> **Task requirements**: Transcribe the records word for word, starting at the line that contains "Where can you spot the sea?" and ending at the final line of the records, with both of these lines included.

> **Records for the exercise**:
+ + + +
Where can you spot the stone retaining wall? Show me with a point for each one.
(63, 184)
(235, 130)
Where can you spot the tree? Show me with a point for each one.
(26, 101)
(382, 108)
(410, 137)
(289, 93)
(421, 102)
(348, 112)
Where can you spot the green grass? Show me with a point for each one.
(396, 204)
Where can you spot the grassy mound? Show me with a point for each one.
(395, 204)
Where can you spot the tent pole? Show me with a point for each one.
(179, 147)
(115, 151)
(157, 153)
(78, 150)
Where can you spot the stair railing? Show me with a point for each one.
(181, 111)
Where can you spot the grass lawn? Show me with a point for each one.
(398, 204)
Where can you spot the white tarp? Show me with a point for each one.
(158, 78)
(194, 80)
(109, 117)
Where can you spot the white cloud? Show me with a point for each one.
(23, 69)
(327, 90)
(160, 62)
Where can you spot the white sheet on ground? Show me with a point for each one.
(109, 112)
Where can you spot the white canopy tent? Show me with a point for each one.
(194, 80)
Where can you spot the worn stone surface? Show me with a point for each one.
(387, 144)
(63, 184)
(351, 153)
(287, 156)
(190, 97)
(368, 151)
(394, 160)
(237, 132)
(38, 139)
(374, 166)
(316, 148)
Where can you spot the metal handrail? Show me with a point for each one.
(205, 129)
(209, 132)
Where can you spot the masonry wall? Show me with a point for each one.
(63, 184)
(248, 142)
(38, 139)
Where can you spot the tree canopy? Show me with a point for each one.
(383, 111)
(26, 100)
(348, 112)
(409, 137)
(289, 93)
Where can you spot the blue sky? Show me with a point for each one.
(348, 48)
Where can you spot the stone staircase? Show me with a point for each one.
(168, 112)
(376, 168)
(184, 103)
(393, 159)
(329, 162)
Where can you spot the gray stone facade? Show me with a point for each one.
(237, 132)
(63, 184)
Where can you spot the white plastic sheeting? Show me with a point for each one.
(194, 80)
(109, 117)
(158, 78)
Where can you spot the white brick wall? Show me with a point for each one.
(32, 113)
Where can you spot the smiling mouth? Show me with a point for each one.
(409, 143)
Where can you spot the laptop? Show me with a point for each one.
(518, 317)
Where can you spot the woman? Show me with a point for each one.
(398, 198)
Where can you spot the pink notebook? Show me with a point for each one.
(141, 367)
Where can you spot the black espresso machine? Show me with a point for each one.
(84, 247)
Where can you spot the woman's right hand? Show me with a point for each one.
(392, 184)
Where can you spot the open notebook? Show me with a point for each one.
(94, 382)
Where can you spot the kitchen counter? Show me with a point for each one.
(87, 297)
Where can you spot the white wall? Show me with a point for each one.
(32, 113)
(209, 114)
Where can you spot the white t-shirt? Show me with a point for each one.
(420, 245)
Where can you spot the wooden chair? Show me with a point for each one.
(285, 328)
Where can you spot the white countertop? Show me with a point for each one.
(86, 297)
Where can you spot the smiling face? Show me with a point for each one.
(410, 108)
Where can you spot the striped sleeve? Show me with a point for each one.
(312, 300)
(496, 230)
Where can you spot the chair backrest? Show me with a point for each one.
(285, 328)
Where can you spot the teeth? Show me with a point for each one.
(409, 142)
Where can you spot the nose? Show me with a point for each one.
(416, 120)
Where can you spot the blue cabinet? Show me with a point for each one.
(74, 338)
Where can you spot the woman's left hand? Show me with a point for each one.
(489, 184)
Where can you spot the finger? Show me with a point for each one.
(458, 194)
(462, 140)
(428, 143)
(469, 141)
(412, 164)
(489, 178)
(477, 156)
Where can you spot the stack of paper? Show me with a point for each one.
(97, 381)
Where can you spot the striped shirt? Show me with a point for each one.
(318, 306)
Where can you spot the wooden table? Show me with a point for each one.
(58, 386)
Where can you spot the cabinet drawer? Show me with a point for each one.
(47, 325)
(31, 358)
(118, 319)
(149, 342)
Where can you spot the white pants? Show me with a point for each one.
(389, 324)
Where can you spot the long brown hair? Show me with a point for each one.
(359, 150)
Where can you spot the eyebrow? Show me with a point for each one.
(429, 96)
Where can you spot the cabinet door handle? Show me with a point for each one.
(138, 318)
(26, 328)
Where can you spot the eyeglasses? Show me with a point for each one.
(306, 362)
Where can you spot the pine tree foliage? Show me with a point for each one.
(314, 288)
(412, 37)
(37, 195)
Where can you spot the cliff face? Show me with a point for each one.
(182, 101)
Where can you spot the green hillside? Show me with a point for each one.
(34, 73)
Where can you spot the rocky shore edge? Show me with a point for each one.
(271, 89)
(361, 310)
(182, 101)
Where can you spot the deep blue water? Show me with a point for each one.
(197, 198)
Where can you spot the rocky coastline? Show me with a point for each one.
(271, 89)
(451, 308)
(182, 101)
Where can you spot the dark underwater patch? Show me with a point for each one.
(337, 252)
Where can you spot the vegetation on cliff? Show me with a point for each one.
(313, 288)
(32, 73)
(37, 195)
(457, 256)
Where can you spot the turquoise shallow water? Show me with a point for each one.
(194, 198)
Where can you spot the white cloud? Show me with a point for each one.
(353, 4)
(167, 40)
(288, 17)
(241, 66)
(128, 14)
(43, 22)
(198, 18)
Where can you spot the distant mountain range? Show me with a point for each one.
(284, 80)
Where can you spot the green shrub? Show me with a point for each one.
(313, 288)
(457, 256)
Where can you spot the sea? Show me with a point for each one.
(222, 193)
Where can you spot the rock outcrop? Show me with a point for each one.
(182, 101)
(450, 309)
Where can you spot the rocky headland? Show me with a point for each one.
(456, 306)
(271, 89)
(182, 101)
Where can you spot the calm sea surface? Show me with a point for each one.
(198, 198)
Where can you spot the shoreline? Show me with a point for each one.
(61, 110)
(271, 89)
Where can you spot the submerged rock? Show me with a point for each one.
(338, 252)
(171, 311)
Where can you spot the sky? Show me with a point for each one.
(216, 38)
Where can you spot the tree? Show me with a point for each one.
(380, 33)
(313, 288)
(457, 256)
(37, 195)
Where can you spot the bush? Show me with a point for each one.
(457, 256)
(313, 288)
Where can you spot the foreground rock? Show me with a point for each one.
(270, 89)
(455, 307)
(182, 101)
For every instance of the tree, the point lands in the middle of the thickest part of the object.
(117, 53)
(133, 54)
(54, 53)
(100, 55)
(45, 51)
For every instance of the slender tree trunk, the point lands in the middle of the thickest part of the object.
+ + + +
> **Task output**:
Where can you spot the sea? Show me with a point for each one.
(222, 193)
Where can you spot the rock outcrop? Show me with a point for each one.
(182, 101)
(450, 309)
Where can you spot the rocky headland? Show me with a point for each one.
(456, 306)
(271, 89)
(182, 101)
Where can you spot the calm sea surface? Show me with a point for each one.
(198, 198)
Where can you spot the shoreline? Show me with a point for each one.
(61, 110)
(271, 89)
Where can you spot the submerged rock? Show me with a point for each one.
(338, 252)
(171, 311)
Where can you spot the sky? Show me with a point for each one.
(216, 38)
Where can you spot the tree? Show me with a point for each one.
(380, 33)
(313, 288)
(457, 256)
(37, 195)
Where can you spot the bush? Show me with a point for each one.
(457, 256)
(313, 288)
Where can you spot the foreground rock? Show me with a point for each one.
(270, 89)
(455, 307)
(182, 101)
For every instance of the tree, the point lands in the middle of the thickest part of the object.
(117, 53)
(133, 54)
(54, 53)
(100, 55)
(45, 51)
For every instance of the slender tree trunk, the point lands in the middle of the thickest part of the object.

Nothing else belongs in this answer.